■ Page extract
The Modulus of all the roots of a Polynomial are equal to $1$ 
Suppose the real number $\lambda \in (0,1)$, and let $n$ be a positive integer. Prove that all roots of the polynomial $$f\left ( x \right )=\sum_{k=0}^{n}\binom{n}{k}\lambda^{k\left ( n-k \right )}x^{k}$$ have modulus equal to $1.$

The Putnam problem 2014 B4 is similar:  Show that for each positive integer $n,$ all the roots of the polynomial $\sum_{k=0}^n 2^{k(n-k)}x^k$ are real numbers.
 A: The following solution is taken from The Modulus of a Polynomial are the Same on AoPS. For other solutions see A family of polynomials whose zeros all lie on the unit circle on Math Overflow.
The idea is to derive a recursion formula for
$$
f_n(z) = \sum_{k=0}^{n} \binom{n}{k}\lambda^{k(n-k)} z^k 
$$
and prove the statement by induction. $\lambda$ is a fixed real number in the interval $(0, 1)$.
$f_0(z) = 1$ and $f_1(z) = 1+z$ surely have only roots of modulus one.
Now assume that $n \ge 1$ and all roots of $f_n$ have modulus one. Using the recurrence formula for binomial coefficients
$$
 \binom{n+1}{k} = \binom{n}{k} + \binom{n}{k-1}
$$
one gets
$$
 f_{n+1}(z) = f_n(\lambda z) +  \lambda^n z f_n(\frac{z}{\lambda}) \, .
$$
Now let $z^*$ be a zero of $f_{n+1}$. We have to show that $|z^*| = 1$.

■ Data provided
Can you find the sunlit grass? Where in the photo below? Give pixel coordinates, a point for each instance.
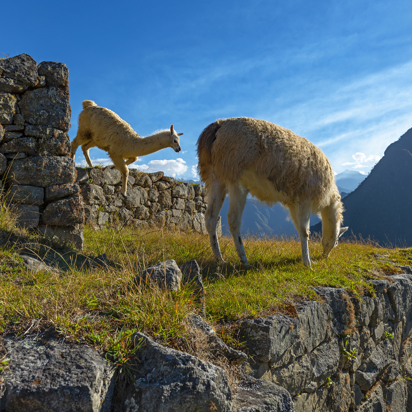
(104, 306)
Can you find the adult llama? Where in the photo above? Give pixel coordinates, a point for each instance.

■ Task requirements
a) In the thread on the polynomial whose roots all have modulus $1$, how is the formula for $f_{n+1}(z)$ in terms of $f_n$ obtained? Answer in one to three sentences.
b) Answer these questions from the modulus-one polynomial thread, one line each:
(i) In what interval does the real number $\lambda$ lie?
(ii) What does Putnam problem 2014 B4 ask to be shown about the roots of $\sum_{k=0}^n 2^{k(n-k)}x^k$?
(iii) What are $f_0(z)$ and $f_1(z)$?
c) Continue the induction proof about the polynomial whose roots all have modulus one, starting after its last sentence.

■ Answers to the exercise
a) It comes from the recurrence for binomial coefficients, $\binom{n+1}{k} = \binom{n}{k} + \binom{n}{k-1}$. Applying it to the sum defining $f_{n+1}$ gives $f_{n+1}(z) = f_n(\lambda z) + \lambda^n z f_n(\frac{z}{\lambda})$. This formula is what lets the statement be proved by induction on $n$.

b)
(i) The open interval $(0,1)$.
(ii) That for each positive integer $n$, all its roots are real numbers.
(iii) $f_0(z) = 1$ and $f_1(z) = 1+z$.

c)
From the above recurrence formula we get that
$$
 f_n(\lambda z^*) = -  \lambda^n z^* f_n(\frac{z^*}{\lambda})
$$
Note that $f_n(\frac{z^*}{\lambda})$ cannot be zero: Otherwise both $\lambda z^*$ and $\frac{z^*}{\lambda}$ would have modulus one, which is not possible.
Denoting the roots of $f_n$ with $z_1, \ldots z_n$ we have $f_n(z) = (z-z_1) \cdots (z-z_n)$ so that
$$
 z^* = - \frac{f_n(\lambda z^*)}{\lambda^n f_n(\frac{z^*}{\lambda})}
= - \prod_{k=1}^n \frac{\lambda z^* - z_k}{z^* - \lambda z_k}
$$
and therefore
$$ \tag{*}
 |z^*| = \prod_{k=1}^n \left |\frac{\lambda z^* - z_k}{z^* - \lambda z_k} \right | \, .
$$
An elementary calculation (using $|z_k|=1$ for all $k$) shows that
$$
|\lambda z^* - z_k|^2 - |z^* - \lambda z_k|^2 = (1 - \lambda^2)(1 - |z^*|^2) \, .
$$
It follows that if $|z^*| < 1$ then all factors on the right-hand side of $(*)$ are larger than one, and if $|z^*| > 1$ then all factors on the right-hand side of $(*)$ are less than one. So both cases lead to a contradiction, and the only possibility is that $|z^*| = 1$. This concludes the proof.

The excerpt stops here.